DATASET EXTRACT:
----

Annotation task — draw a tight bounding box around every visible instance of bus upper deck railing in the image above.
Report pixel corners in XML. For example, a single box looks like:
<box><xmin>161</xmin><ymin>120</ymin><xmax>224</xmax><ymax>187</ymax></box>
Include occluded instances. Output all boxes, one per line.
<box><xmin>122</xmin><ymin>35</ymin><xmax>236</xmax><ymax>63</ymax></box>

----

DIRECTIONS: Arrange every line of the entries above as a numbered list and omit any blank lines.

OUTPUT OF THE EXERCISE:
1. Annotation task — draw a tight bounding box around every visible instance of bus upper deck railing in the image above.
2. Report pixel corners in XML. For example, a single box looks like:
3. <box><xmin>161</xmin><ymin>120</ymin><xmax>224</xmax><ymax>187</ymax></box>
4. Include occluded instances. Output all boxes, one per line.
5. <box><xmin>122</xmin><ymin>35</ymin><xmax>236</xmax><ymax>63</ymax></box>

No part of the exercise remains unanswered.